[Your task]: Once more, print the records exactly as given.

Spatial localization data
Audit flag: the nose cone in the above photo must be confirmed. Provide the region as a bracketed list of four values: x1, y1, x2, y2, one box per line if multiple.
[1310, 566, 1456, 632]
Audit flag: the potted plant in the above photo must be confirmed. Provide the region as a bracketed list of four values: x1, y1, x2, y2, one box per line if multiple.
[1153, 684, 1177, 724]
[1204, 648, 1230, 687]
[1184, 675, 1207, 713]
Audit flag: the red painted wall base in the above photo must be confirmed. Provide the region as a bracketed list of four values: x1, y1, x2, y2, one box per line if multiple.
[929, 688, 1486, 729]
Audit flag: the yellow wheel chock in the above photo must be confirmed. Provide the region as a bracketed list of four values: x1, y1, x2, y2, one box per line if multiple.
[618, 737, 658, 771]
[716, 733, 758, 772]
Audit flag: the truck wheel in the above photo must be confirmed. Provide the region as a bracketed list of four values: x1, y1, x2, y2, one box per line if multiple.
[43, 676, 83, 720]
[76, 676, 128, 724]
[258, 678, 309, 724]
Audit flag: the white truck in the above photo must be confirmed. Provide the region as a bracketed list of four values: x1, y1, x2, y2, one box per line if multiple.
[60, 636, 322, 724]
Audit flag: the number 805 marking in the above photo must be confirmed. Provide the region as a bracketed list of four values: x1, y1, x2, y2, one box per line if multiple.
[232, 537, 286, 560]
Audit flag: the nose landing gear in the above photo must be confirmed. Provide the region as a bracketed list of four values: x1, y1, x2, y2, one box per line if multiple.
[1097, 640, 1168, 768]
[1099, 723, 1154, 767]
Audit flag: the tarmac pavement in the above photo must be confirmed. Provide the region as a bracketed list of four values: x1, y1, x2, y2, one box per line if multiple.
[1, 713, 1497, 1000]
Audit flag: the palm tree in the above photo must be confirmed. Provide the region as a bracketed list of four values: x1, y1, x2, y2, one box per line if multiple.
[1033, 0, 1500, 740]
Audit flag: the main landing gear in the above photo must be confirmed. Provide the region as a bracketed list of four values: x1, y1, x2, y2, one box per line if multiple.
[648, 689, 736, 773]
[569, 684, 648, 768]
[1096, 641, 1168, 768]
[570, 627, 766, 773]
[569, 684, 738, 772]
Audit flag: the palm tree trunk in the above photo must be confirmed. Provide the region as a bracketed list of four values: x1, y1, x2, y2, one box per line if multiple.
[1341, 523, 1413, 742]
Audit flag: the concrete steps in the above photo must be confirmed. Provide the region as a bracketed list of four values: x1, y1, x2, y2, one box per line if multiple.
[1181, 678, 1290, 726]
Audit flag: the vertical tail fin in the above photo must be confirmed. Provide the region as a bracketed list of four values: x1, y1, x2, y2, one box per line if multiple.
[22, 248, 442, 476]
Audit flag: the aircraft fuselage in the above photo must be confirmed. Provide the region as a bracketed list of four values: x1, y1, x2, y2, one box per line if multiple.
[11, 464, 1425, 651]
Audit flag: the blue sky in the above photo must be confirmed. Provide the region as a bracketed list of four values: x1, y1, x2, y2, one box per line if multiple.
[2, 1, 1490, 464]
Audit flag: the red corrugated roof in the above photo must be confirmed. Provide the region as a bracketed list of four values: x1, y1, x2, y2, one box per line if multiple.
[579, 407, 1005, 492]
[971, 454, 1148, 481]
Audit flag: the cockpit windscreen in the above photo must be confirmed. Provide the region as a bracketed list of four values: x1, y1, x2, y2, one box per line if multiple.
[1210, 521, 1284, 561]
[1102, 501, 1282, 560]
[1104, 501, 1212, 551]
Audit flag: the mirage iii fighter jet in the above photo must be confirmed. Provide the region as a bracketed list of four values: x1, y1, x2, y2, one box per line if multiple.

[Result of the exercise]:
Audit flag: the nose cone in the above photo must be confirmed. Provide the region as a bracketed list of four values: x1, y1, x2, y2, one box per line if multiple.
[1310, 566, 1456, 632]
Audit flag: the potted plant in the above photo must be confirmed. Provide the region as a bracketed list of four values: x1, y1, x2, y2, one box per line if multiple.
[1153, 684, 1177, 724]
[1204, 648, 1230, 687]
[1184, 675, 1207, 713]
Audit flag: the red painted wall base in the above photo must be confirmed. Provide the region as a bracketed list of four values: x1, y1, x2, y2, one box per line if multiple.
[929, 688, 1486, 729]
Audit flag: the yellow wheel chock in the above photo must be confirmed. Provide the region as a bracketed list of four values: x1, y1, x2, y2, one box per line if multiple.
[618, 737, 658, 771]
[716, 733, 758, 772]
Audit flag: the truck wheel in the above photo must be confirmed. Provide the region as a bracketed list of four values: x1, y1, x2, y2, one box per line if multiple.
[43, 676, 83, 720]
[76, 676, 128, 724]
[258, 678, 309, 724]
Audit flag: the white truck in the above photo must be confirmed. Provide the region as a bracketed list of four values: x1, y1, x2, y2, one box per line if multiple.
[60, 636, 322, 724]
Audit flag: the number 805 marking in the above photo must be confirmed. Provide the region as a bracketed list of four values: x1, y1, x2, y2, one box per line if multiple.
[232, 537, 286, 560]
Audit flag: the nose landing gear in the above photo must be confirmed. Provide the region as a bracketed list of four values: x1, y1, x2, y2, one box per line if multiple.
[1097, 640, 1168, 768]
[1099, 723, 1154, 767]
Audit flag: the tarmac pavement in the above photo must be confirmed. Provide the region as a bracketed list of four values: x1, y1, x2, y2, one box per line if multiple.
[1, 713, 1497, 1000]
Audit flag: the palm tree in the above photo must be confirmed. Provide the region as a bracketed list of four values: x1, y1, x2, y2, one box per line if multiple.
[1033, 0, 1500, 740]
Audit flag: the main landing gear in the above photo must be confirmed. Provide the region as a bracketed list of four values: x1, y1, x2, y2, one box per line if multiple.
[648, 689, 736, 773]
[569, 684, 648, 768]
[1096, 641, 1168, 768]
[570, 627, 766, 773]
[569, 684, 738, 772]
Audit flag: the palm tree trunk in the above photo must be confirmed. Provide the region as a bracketed list of four values: x1, y1, x2, y2, one box per line if multiple.
[1341, 523, 1413, 742]
Audit flag: the concrete steps in the above photo must be confirmed. Provide the region as a bracketed list of four values: x1, y1, x2, y2, one box per line if multiple.
[1181, 678, 1290, 726]
Audit flag: the vertical tail fin in the above photo must be confirmed. Provide the region as a bracketed list of four values: x1, y1, x2, y2, one box per line if multiple.
[22, 248, 442, 476]
Audit flag: the aircraft fuselage in the above photo must be confirmed. Provide the region as a bracketed list of four values: x1, y1, x2, y2, one box per line if multiple.
[11, 464, 1425, 651]
Audit flag: the blue sky in the above photo must be confirmed. Provide the region as a bracketed list of four values: x1, y1, x2, y2, one box per line if multiple.
[2, 1, 1490, 464]
Audit flag: the red corrugated roof in the above photo must be confirmed. Provide the region as a bracketed list of four values: x1, y1, x2, y2, one box per line if multiple.
[579, 407, 1005, 492]
[971, 454, 1148, 481]
Audit flag: the cockpit windscreen in the above photo must be confirmed. Provide the region as a bracketed list of four values: x1, y1, x2, y2, one box per line if multiple.
[1210, 521, 1284, 561]
[1102, 501, 1282, 560]
[1104, 501, 1212, 551]
Audit flag: the mirage iii fighter jet in the above photo must be confirmed. Provide the region as a bracketed list of four values: x1, y1, x2, y2, one box per line if multiple.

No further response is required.